» **EXERCISE TASK**: Recast every line of the data below as a JSON list of strings, one string per line, leaving out any blank lines.
:: EXCERPTED DATA
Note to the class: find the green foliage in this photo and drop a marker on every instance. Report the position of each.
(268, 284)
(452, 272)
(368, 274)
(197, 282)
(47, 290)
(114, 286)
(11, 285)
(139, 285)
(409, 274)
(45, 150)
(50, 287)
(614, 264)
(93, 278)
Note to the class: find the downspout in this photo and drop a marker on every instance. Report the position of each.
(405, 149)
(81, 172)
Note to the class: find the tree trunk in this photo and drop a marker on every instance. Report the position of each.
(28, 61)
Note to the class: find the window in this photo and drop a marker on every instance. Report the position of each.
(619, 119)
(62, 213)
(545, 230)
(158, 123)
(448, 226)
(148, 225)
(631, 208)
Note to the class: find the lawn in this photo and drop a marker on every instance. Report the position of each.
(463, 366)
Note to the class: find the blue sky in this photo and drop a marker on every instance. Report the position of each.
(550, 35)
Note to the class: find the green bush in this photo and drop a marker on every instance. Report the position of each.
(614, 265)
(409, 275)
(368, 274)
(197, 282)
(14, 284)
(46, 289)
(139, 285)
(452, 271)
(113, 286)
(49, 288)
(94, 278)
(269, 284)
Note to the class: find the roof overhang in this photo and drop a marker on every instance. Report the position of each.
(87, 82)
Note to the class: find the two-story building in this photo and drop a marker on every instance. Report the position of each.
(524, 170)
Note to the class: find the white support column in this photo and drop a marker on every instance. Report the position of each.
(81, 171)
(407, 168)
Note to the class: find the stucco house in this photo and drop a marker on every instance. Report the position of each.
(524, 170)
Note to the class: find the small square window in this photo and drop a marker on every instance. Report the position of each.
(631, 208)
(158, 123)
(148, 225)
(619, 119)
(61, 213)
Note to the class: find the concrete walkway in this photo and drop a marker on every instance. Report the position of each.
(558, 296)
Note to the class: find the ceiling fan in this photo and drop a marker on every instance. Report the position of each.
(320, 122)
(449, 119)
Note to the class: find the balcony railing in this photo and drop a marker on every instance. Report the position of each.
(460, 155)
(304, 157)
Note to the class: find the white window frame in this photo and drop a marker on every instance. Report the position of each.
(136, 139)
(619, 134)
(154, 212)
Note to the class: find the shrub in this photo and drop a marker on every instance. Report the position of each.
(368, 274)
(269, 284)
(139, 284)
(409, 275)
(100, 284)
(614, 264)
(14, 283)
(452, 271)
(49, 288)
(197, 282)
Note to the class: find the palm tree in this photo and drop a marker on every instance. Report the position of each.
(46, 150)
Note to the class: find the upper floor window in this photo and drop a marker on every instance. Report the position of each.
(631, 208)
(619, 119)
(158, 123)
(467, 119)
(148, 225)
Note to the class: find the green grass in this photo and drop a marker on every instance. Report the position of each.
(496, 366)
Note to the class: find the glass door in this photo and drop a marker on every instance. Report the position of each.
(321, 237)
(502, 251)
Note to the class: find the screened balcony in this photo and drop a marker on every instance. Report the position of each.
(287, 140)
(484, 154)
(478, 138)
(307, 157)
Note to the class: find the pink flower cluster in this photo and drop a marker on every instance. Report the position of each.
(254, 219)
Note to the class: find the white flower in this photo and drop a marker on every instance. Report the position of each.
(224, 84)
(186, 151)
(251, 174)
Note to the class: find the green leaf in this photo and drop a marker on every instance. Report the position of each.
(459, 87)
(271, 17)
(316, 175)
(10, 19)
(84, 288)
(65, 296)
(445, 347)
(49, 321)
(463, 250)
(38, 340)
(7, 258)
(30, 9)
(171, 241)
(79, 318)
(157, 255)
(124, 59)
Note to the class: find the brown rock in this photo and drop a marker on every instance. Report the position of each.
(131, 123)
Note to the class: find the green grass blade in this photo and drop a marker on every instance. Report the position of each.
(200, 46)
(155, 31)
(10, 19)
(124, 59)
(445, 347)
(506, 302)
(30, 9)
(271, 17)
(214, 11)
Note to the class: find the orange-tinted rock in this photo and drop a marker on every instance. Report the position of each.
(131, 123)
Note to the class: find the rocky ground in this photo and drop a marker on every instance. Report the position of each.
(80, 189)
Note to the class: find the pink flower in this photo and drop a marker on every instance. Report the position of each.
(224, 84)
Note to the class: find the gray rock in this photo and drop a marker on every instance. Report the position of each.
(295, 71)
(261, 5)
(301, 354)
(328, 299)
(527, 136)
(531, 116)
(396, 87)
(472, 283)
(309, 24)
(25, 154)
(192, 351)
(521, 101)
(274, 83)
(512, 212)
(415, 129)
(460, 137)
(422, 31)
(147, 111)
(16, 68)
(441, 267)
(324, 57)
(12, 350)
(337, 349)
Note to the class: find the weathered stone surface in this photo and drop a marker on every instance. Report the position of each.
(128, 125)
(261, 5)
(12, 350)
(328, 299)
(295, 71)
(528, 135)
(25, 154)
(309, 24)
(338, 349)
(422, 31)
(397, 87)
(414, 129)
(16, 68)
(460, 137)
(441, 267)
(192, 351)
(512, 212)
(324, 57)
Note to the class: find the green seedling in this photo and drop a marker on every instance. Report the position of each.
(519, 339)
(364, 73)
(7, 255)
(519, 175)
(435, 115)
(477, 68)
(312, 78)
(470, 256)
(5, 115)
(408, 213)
::::
» **SOLUTION**:
[
  "Note to the class: find the green foliage in this photo and drop a marker on every instance. Report the position of each.",
  "(268, 284)",
  "(452, 272)",
  "(368, 274)",
  "(197, 282)",
  "(47, 290)",
  "(114, 286)",
  "(11, 285)",
  "(139, 285)",
  "(409, 274)",
  "(45, 150)",
  "(50, 287)",
  "(614, 264)",
  "(93, 278)",
  "Note to the class: find the downspout in this photo and drop a marker on every instance. Report the position of each.",
  "(405, 149)",
  "(81, 172)",
  "Note to the class: find the tree trunk in this photo and drop a marker on every instance. Report the position of each.",
  "(28, 61)",
  "Note to the class: find the window in this photo and drop a marker on every instance. Report the position of each.",
  "(619, 119)",
  "(62, 213)",
  "(545, 230)",
  "(158, 123)",
  "(448, 226)",
  "(148, 225)",
  "(631, 208)",
  "Note to the class: find the lawn in this photo and drop a marker on every instance. Report the position of each.",
  "(463, 366)",
  "Note to the class: find the blue sky in this photo and drop a marker on every instance. Report the position of each.",
  "(550, 35)",
  "Note to the class: find the green bush in this photo and drop a marker on every instance. Report the position of each.",
  "(614, 265)",
  "(409, 275)",
  "(368, 274)",
  "(197, 282)",
  "(14, 284)",
  "(46, 289)",
  "(139, 285)",
  "(452, 271)",
  "(113, 286)",
  "(49, 288)",
  "(94, 278)",
  "(269, 284)",
  "Note to the class: find the roof overhang in this photo and drop a marker on every instance. Report the position of each.",
  "(87, 82)",
  "Note to the class: find the two-story building in this photo and drop a marker on every instance. Report the position of each.",
  "(524, 170)",
  "Note to the class: find the white support column in this photo and drop a marker on every instance. Report the position of each.",
  "(81, 171)",
  "(407, 168)",
  "Note to the class: find the stucco house in this photo and drop a marker on every instance. Report the position of each.",
  "(524, 170)",
  "Note to the class: find the small square window in this photo and drop a marker on every instance. Report the position of each.",
  "(631, 208)",
  "(158, 123)",
  "(148, 225)",
  "(619, 119)",
  "(61, 213)",
  "Note to the class: find the concrete walkway in this photo and drop a marker on every instance. Report the position of each.",
  "(558, 296)",
  "Note to the class: find the ceiling fan in this photo and drop a marker on every instance. Report the position of each.",
  "(320, 122)",
  "(449, 119)",
  "Note to the class: find the balcony railing in this photo and drop a marker on every instance. Report the position of each.",
  "(460, 155)",
  "(304, 157)",
  "Note to the class: find the white window frame in this photo and drop a marker on every instance. Report the position of each.",
  "(136, 139)",
  "(619, 134)",
  "(154, 212)",
  "Note to the class: find the shrub in this photo and drop a marker on every instance. Report the position of each.",
  "(368, 274)",
  "(269, 284)",
  "(139, 284)",
  "(409, 275)",
  "(100, 284)",
  "(614, 264)",
  "(14, 283)",
  "(452, 271)",
  "(49, 288)",
  "(197, 282)",
  "Note to the class: find the palm tree in this photo and drop a marker on every instance. Report the position of each.",
  "(46, 150)",
  "Note to the class: find the upper floor window in this photo and drop a marker on every instance. Report the position of each.",
  "(631, 208)",
  "(619, 119)",
  "(158, 123)",
  "(467, 119)",
  "(148, 225)",
  "Note to the class: find the green grass in this photo and drop a marker on every instance. Report the position of each.",
  "(496, 366)",
  "Note to the class: find the glass door in this photo and drop a marker on every instance. Report the position of each.",
  "(321, 237)",
  "(502, 251)",
  "Note to the class: find the screened balcony in this photo and drop a marker on every instance. Report the position of each.",
  "(287, 140)",
  "(484, 154)",
  "(478, 138)",
  "(307, 157)",
  "Note to the class: find the pink flower cluster in this photo and drop a marker on every instance. Report the position of each.",
  "(254, 219)",
  "Note to the class: find the white flower in this photo and drop a marker on every instance. Report the position of each.",
  "(224, 84)",
  "(186, 151)",
  "(251, 174)",
  "Note to the class: find the green leaf in this photo and drop a marker on every instance. Report the position of each.",
  "(459, 87)",
  "(271, 17)",
  "(316, 175)",
  "(10, 19)",
  "(84, 288)",
  "(65, 296)",
  "(445, 347)",
  "(49, 321)",
  "(463, 250)",
  "(38, 340)",
  "(7, 258)",
  "(30, 9)",
  "(171, 241)",
  "(79, 318)",
  "(157, 255)",
  "(124, 59)",
  "Note to the class: find the brown rock in this photo and drop a marker on every instance. Report the position of each.",
  "(131, 123)",
  "Note to the class: find the green grass blade in this photo and drop a marker on every instance. Report the position of each.",
  "(200, 46)",
  "(155, 31)",
  "(10, 19)",
  "(124, 59)",
  "(445, 347)",
  "(506, 302)",
  "(30, 9)",
  "(271, 17)",
  "(214, 11)",
  "Note to the class: find the orange-tinted rock in this photo and drop a marker on every instance. Report the position of each.",
  "(131, 123)",
  "Note to the class: find the rocky ground in this photo and drop a marker on every instance. Report the position of each.",
  "(80, 189)",
  "Note to the class: find the pink flower in this photo and drop a marker on every instance. Report the position of each.",
  "(224, 84)",
  "Note to the class: find the gray rock in this photo and drop a marker on every instance. Report the position of each.",
  "(295, 71)",
  "(261, 5)",
  "(301, 354)",
  "(328, 299)",
  "(527, 136)",
  "(531, 116)",
  "(396, 87)",
  "(472, 283)",
  "(309, 24)",
  "(25, 154)",
  "(192, 351)",
  "(521, 101)",
  "(274, 83)",
  "(512, 212)",
  "(415, 129)",
  "(460, 137)",
  "(422, 31)",
  "(147, 111)",
  "(16, 68)",
  "(441, 267)",
  "(324, 57)",
  "(12, 350)",
  "(337, 349)",
  "Note to the class: find the weathered stone surface in this photo and drop a marker on every instance. Report the position of each.",
  "(128, 125)",
  "(261, 5)",
  "(12, 350)",
  "(328, 299)",
  "(295, 71)",
  "(528, 135)",
  "(25, 154)",
  "(309, 24)",
  "(338, 349)",
  "(422, 31)",
  "(397, 87)",
  "(414, 129)",
  "(16, 68)",
  "(460, 137)",
  "(441, 267)",
  "(192, 351)",
  "(512, 212)",
  "(324, 57)",
  "Note to the class: find the green seedling in this photo and drop a marker on every instance. Report the position of each.",
  "(519, 339)",
  "(364, 73)",
  "(7, 255)",
  "(519, 175)",
  "(435, 115)",
  "(477, 68)",
  "(312, 78)",
  "(470, 256)",
  "(5, 115)",
  "(408, 213)"
]